Lines to return, exactly: from the line with "[detect] black tights" to the line with "[detect] black wide-brimmed hat" in the entries below, both included.
====== SUPPLIED RECORDS
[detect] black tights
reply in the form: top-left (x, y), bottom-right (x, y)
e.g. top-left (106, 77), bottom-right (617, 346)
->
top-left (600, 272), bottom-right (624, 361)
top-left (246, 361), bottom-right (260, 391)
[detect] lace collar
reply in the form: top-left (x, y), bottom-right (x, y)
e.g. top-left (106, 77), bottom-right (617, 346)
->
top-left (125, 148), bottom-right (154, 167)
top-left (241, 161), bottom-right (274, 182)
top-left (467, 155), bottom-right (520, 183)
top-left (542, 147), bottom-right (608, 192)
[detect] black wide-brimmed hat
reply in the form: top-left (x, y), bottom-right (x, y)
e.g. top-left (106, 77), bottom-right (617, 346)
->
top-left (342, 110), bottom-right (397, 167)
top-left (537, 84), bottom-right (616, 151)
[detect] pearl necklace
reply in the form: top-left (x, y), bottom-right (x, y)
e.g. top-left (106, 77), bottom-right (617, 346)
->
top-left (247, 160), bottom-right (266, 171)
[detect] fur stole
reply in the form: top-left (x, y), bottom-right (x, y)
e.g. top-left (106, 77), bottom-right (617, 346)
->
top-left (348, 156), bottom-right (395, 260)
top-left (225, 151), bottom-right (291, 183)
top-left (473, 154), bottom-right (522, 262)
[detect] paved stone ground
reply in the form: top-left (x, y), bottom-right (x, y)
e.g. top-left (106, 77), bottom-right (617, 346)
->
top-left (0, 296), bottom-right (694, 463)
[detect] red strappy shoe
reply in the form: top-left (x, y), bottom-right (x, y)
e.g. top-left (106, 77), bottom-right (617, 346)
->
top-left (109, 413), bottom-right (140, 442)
============
====== SUPPLIED RECORDS
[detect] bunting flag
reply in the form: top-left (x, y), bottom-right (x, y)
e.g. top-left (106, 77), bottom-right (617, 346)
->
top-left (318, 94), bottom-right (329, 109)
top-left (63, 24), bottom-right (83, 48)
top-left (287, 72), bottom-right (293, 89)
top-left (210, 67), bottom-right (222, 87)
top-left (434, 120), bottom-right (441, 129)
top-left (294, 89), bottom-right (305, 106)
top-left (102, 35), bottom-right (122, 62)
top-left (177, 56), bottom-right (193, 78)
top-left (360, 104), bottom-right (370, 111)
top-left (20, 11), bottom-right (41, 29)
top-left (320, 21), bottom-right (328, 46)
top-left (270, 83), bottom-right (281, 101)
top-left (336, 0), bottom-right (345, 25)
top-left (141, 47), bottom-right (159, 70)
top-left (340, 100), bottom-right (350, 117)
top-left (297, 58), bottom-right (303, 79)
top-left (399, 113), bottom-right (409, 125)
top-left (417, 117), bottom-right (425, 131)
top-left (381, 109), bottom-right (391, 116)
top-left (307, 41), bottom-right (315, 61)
============
• [TASK OUTPUT]
[detect] black tights
reply in the form: top-left (x, y), bottom-right (x, y)
e.g. top-left (106, 77), bottom-right (617, 346)
->
top-left (600, 272), bottom-right (624, 361)
top-left (246, 361), bottom-right (260, 391)
[detect] lace collar
reply in the form: top-left (x, y), bottom-right (x, y)
e.g. top-left (106, 77), bottom-right (617, 346)
->
top-left (125, 148), bottom-right (154, 167)
top-left (241, 161), bottom-right (274, 182)
top-left (467, 155), bottom-right (520, 183)
top-left (542, 147), bottom-right (608, 192)
[detect] black wide-brimmed hat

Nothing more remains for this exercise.